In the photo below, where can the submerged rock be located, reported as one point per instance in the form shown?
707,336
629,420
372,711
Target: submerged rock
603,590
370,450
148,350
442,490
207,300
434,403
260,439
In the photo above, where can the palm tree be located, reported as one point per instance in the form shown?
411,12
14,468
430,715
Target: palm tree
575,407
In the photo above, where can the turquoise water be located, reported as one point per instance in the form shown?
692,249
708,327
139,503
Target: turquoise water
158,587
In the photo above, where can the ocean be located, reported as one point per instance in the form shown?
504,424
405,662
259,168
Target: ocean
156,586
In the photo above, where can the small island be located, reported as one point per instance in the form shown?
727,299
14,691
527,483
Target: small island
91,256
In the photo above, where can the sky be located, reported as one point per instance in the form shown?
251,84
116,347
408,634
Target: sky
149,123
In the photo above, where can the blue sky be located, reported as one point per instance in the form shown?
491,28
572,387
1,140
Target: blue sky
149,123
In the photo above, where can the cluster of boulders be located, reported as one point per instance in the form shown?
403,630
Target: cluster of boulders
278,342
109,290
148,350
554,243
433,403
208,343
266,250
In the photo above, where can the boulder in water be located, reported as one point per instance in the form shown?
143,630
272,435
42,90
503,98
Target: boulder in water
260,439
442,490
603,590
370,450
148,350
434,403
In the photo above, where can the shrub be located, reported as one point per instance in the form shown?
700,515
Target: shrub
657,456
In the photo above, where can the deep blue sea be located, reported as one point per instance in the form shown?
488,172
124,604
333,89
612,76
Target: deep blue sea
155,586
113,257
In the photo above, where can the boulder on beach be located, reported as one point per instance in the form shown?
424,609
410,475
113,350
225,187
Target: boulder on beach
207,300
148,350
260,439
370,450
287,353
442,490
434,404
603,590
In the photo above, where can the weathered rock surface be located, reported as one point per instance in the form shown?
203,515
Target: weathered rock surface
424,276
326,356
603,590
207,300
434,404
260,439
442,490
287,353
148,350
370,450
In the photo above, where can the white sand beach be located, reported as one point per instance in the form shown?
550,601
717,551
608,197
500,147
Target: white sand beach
- - - -
● TO DO
A complete and exact reproduction of the data is needed.

● EXERCISE RESULT
In the photo below, where can the submerged rock be located, reported as one point per instance in the form shown?
707,336
629,420
372,711
Target: submerged rock
603,590
370,450
148,350
442,490
207,300
434,403
260,439
In the photo above, where can the palm tree be located, reported as one point per instance in the form shown?
411,12
14,468
430,715
Target: palm tree
575,407
In the photo above, where can the turquoise water be located, reported as one point per instance in the form shown?
692,249
708,327
139,503
Target: turquoise water
158,587
In the photo above, where can the ocean be located, reported as one point per instance in the form shown?
504,424
405,662
259,168
Target: ocean
156,586
In the photo above, where can the small island be located, reported as one point per instance in the form shown?
727,299
14,691
527,483
Target: small island
91,256
In the photo above, where can the sky be located, reported as one point per instance in the form shown?
251,84
116,347
408,634
Target: sky
149,123
In the photo above, where can the blue sky be located, reported as one point per instance in the form shown?
491,28
572,387
1,140
Target: blue sky
149,123
In the photo above, where can the cluster of boulders be located, reported as one point per instance in the form shown?
403,630
Target: cluster of boulders
278,342
109,290
148,350
554,243
433,403
208,343
266,250
In the photo above, where can the boulder in water be located, reported as one point per instance in the form shown?
143,630
272,435
42,90
503,98
Target: boulder in water
260,439
442,490
603,590
370,450
148,350
434,403
In the photo above, where can the shrub be located, reported as one point per instance in the form shown?
700,515
Target: shrub
657,456
In the photo above, where can the deep blue sea be located, reported as one point per instance in the form shown?
488,172
124,604
333,89
612,76
Target: deep blue sea
155,586
113,257
In the photo above, where can the boulder on beach be located, reported as one point per instance in the form shown?
424,609
410,475
113,350
225,187
Target: boulder on beach
207,300
148,350
260,439
370,450
287,353
442,490
434,404
603,590
In the photo above, where can the weathered rock surface be located, reported as one point per instance in the form shown?
203,515
Target: weathered rock surface
424,276
326,356
603,590
207,300
434,404
260,439
442,490
287,353
148,350
370,450
In the photo above, where can the white sand beach be located, reported as one point per instance in the form shown?
550,601
717,551
608,197
500,147
Target: white sand beach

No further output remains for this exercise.